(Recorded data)
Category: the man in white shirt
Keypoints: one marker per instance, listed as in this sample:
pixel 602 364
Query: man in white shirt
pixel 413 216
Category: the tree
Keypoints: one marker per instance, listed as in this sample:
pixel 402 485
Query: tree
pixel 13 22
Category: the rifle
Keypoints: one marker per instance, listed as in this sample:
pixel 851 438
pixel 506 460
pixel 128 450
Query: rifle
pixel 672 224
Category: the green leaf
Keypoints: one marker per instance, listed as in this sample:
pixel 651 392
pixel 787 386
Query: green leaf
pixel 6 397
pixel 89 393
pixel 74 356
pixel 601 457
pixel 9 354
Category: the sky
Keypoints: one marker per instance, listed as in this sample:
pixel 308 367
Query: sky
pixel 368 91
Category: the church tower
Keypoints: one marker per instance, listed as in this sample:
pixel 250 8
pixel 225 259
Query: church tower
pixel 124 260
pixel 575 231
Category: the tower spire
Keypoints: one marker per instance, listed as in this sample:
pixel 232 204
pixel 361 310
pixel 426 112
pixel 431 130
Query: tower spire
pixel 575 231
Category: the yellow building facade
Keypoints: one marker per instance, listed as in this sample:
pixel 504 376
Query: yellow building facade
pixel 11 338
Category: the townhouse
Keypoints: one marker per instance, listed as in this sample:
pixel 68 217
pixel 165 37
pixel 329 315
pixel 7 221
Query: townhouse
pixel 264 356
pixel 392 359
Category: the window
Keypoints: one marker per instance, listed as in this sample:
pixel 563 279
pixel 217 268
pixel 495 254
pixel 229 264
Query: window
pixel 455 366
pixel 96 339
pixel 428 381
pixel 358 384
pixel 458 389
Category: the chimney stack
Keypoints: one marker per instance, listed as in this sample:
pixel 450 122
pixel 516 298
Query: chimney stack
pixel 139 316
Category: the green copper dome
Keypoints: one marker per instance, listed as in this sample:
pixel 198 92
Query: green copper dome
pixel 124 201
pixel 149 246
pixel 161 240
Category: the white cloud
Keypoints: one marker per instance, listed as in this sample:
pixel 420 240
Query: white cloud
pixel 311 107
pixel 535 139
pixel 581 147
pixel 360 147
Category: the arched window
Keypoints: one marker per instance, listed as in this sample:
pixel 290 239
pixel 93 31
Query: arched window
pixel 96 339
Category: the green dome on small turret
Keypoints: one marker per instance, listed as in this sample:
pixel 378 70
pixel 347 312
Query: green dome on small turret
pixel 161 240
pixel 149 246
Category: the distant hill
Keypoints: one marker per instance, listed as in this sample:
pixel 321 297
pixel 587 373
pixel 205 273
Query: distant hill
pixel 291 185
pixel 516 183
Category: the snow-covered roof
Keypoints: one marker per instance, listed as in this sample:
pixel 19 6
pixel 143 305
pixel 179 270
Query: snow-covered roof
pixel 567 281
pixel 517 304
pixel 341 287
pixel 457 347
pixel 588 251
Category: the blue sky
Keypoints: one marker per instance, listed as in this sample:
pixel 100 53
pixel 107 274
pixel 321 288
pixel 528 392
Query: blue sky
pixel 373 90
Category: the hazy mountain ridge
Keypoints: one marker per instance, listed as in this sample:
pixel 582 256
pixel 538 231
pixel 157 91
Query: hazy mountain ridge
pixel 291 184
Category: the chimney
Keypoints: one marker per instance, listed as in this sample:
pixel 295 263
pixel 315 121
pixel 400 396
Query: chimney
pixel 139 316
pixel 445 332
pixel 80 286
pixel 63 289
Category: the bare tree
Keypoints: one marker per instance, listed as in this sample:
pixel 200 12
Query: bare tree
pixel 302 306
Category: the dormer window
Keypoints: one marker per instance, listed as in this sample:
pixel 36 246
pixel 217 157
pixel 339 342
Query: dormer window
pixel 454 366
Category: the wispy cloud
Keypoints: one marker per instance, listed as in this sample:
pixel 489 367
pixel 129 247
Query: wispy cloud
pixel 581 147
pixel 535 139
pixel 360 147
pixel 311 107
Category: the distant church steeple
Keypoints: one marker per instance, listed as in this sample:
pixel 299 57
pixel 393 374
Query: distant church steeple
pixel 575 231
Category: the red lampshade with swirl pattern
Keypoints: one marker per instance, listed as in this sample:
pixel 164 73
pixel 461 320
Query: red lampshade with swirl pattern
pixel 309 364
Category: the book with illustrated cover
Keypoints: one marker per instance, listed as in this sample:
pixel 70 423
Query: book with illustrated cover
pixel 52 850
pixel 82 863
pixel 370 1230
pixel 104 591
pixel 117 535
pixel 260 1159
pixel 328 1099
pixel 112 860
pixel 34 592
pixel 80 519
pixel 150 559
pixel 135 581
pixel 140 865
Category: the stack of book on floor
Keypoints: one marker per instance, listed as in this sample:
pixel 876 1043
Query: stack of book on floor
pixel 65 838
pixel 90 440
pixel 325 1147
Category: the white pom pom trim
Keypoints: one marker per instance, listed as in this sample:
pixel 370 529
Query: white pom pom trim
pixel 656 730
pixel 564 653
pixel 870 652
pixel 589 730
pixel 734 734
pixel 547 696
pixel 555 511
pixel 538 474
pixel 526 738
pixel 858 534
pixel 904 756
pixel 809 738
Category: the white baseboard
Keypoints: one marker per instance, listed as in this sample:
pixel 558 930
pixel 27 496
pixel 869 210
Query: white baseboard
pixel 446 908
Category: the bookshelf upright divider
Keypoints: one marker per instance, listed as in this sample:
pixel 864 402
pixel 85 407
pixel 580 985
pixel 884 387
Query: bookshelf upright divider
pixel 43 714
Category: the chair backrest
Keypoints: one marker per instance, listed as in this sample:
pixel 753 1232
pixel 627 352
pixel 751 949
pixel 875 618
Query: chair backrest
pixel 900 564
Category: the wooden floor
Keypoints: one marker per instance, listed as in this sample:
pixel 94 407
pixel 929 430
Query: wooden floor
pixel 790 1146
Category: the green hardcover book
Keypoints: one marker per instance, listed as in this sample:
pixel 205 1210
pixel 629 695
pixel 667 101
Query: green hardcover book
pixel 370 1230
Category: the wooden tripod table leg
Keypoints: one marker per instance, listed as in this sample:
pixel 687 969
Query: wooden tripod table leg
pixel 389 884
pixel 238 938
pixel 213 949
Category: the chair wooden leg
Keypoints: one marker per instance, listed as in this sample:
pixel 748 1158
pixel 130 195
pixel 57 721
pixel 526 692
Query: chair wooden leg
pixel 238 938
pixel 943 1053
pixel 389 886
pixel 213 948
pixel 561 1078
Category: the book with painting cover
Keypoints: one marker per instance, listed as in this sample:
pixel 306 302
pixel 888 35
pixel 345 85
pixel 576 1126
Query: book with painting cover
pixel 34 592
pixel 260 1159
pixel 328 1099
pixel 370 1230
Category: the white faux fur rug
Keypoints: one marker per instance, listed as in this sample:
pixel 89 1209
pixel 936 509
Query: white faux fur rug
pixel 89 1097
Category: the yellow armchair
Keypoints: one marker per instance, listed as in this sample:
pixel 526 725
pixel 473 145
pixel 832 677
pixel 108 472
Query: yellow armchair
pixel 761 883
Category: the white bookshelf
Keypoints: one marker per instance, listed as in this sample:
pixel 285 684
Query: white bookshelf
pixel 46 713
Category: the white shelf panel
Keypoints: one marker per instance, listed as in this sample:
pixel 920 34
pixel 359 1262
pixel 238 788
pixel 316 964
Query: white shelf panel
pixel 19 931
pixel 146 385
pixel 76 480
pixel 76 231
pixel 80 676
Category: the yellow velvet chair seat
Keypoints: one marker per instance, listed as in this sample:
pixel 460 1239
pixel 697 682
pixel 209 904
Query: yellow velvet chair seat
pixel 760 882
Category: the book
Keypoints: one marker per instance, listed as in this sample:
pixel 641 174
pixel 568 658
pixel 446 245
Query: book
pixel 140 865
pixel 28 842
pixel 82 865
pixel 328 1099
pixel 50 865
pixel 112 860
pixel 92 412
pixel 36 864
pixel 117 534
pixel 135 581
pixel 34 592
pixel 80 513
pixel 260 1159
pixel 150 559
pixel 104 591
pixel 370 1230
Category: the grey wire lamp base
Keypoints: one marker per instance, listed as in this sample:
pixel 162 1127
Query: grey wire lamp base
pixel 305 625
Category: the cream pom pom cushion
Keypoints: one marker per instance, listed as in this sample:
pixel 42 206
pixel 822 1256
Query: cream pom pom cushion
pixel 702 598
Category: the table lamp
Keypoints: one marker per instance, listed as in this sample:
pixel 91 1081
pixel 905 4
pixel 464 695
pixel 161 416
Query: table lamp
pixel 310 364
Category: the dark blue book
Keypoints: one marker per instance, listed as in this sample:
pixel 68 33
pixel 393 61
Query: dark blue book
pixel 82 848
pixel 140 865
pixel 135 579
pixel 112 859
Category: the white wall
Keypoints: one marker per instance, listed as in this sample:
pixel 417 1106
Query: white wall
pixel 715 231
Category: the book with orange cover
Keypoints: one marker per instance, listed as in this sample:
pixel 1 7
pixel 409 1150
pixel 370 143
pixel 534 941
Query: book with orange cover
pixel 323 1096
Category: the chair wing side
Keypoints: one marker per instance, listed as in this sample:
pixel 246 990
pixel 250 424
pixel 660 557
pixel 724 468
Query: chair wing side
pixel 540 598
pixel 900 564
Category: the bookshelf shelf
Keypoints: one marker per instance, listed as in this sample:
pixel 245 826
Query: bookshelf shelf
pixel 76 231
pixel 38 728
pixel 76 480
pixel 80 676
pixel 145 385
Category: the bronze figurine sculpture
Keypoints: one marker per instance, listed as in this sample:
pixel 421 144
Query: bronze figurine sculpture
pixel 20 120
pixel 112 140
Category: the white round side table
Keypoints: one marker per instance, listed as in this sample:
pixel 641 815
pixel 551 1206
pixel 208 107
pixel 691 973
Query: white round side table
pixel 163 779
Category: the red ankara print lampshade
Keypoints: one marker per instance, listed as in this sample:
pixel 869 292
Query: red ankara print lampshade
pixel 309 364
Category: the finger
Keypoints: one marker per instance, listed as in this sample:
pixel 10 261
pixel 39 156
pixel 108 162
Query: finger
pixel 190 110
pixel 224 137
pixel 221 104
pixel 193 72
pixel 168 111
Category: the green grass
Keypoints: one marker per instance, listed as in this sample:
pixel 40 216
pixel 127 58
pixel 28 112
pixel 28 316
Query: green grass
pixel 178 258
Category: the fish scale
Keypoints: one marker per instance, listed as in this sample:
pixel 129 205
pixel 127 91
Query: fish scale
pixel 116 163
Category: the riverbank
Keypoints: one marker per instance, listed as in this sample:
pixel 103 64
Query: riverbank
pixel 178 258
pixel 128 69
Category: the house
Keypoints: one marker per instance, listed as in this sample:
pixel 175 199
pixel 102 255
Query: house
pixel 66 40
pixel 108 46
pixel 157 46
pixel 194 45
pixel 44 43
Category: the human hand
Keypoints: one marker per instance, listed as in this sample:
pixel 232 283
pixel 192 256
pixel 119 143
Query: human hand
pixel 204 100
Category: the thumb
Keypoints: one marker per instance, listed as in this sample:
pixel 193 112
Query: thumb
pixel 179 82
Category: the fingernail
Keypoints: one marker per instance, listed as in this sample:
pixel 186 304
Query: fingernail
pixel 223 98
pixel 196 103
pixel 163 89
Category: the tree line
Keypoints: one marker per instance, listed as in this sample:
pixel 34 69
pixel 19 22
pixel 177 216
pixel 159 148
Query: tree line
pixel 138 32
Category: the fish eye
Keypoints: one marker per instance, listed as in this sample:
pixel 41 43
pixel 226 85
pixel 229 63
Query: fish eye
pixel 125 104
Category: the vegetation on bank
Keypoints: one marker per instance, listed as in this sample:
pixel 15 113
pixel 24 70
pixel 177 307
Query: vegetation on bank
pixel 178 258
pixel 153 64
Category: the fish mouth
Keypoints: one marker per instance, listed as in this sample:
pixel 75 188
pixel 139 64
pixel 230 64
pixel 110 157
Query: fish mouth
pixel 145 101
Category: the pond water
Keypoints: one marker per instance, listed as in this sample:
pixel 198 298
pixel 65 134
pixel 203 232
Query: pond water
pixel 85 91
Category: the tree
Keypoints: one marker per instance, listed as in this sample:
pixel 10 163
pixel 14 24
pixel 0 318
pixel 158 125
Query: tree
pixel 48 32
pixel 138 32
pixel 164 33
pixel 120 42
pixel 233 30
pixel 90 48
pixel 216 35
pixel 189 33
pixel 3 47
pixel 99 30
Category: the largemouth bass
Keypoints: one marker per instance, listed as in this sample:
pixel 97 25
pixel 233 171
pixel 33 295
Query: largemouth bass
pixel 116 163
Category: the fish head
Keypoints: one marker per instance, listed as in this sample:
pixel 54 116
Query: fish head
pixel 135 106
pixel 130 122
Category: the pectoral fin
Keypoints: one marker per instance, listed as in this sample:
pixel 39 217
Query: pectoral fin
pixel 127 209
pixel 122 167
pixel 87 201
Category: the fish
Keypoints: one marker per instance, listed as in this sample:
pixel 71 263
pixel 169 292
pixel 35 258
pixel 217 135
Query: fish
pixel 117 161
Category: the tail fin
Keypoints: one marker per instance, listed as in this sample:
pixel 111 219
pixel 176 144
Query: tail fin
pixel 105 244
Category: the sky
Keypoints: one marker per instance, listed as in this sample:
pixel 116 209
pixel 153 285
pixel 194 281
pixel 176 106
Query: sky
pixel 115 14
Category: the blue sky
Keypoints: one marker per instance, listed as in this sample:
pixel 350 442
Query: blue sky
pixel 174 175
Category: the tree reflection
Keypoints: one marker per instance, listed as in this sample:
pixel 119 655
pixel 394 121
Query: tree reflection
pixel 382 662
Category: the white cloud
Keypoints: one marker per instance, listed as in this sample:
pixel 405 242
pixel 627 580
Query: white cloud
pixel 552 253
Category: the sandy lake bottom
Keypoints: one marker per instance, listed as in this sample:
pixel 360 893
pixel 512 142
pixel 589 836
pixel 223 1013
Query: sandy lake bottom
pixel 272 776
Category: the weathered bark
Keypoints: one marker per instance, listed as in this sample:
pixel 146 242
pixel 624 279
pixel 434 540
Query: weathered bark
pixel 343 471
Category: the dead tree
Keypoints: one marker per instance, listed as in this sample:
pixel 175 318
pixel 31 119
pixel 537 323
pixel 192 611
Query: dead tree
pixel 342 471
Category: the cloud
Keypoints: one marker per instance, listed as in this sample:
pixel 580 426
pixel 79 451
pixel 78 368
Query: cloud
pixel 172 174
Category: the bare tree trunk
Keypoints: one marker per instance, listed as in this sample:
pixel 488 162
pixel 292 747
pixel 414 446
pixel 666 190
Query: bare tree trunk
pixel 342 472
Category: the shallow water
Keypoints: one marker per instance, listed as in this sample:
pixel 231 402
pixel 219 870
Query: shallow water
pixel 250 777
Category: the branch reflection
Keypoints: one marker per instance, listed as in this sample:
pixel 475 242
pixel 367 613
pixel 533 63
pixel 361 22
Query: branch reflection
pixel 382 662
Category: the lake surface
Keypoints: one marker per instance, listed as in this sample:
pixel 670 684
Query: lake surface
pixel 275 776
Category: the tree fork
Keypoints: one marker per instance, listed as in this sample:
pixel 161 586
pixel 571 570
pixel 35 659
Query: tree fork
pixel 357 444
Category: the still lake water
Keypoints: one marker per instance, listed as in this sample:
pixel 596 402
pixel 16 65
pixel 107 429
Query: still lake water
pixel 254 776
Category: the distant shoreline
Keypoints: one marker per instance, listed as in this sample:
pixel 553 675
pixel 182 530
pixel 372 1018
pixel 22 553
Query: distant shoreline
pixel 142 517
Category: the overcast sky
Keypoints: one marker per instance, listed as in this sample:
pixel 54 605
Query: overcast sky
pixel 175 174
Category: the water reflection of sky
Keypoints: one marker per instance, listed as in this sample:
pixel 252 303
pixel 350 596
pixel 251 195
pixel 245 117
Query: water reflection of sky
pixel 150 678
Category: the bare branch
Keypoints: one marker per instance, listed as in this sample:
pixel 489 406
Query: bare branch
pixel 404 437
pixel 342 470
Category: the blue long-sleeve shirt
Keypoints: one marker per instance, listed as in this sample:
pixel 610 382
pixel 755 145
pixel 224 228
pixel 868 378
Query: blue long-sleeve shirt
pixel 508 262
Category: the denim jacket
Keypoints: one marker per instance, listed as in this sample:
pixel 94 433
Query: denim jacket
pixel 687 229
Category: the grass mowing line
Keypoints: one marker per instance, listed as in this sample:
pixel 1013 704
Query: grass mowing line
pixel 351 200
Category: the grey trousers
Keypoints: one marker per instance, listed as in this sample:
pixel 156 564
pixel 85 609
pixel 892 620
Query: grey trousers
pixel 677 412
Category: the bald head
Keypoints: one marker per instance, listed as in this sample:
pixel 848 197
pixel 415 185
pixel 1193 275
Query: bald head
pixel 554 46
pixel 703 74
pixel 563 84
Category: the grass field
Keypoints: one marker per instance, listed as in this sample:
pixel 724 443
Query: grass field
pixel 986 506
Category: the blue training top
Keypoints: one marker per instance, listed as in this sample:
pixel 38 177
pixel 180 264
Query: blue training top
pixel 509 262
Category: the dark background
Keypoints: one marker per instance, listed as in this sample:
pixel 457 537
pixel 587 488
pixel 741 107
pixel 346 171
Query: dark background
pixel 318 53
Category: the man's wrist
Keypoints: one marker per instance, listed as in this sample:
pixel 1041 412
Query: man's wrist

> **Instructions to follow**: Repeat the lines from the first one in the records through the line containing "Category: the arched window", exactly as written, and nothing else.

> **Task result**:
Category: the man in white shirt
Keypoints: one marker per instance, listed as in this sample:
pixel 602 364
Query: man in white shirt
pixel 413 216
Category: the tree
Keypoints: one marker per instance, listed as in this sample:
pixel 402 485
Query: tree
pixel 13 22
Category: the rifle
Keypoints: one marker per instance, listed as in this sample:
pixel 851 438
pixel 506 460
pixel 128 450
Query: rifle
pixel 672 224
Category: the green leaf
Keypoints: one marker per instance, listed as in this sample:
pixel 651 392
pixel 787 386
Query: green leaf
pixel 6 397
pixel 89 393
pixel 74 356
pixel 601 457
pixel 9 354
Category: the sky
Keypoints: one marker per instance, listed as in this sample:
pixel 308 367
Query: sky
pixel 368 91
Category: the church tower
Keypoints: one marker per instance, listed as in this sample:
pixel 250 8
pixel 225 259
Query: church tower
pixel 124 260
pixel 575 231
Category: the tower spire
Keypoints: one marker per instance, listed as in this sample:
pixel 232 204
pixel 361 310
pixel 426 112
pixel 431 130
Query: tower spire
pixel 575 231
Category: the yellow building facade
Keypoints: one marker per instance, listed as in this sample:
pixel 504 376
Query: yellow building facade
pixel 11 338
Category: the townhouse
Keypoints: one marker per instance, listed as in this sample:
pixel 68 217
pixel 165 37
pixel 329 315
pixel 7 221
Query: townhouse
pixel 264 356
pixel 392 359
Category: the window
Keypoints: one marker per instance, listed as in this sample:
pixel 563 279
pixel 217 268
pixel 495 254
pixel 229 264
Query: window
pixel 455 366
pixel 96 339
pixel 428 381
pixel 358 384
pixel 458 389
Category: the chimney stack
Keypoints: one marker per instance, listed as in this sample:
pixel 450 122
pixel 516 298
Query: chimney stack
pixel 139 316
Category: the green copper dome
Keypoints: one marker per instance, listed as in this sample:
pixel 198 92
Query: green copper dome
pixel 124 201
pixel 149 246
pixel 161 240
Category: the white cloud
Keypoints: one marker per instance, listed as in this sample:
pixel 420 240
Query: white cloud
pixel 311 107
pixel 535 139
pixel 581 147
pixel 360 147
Category: the arched window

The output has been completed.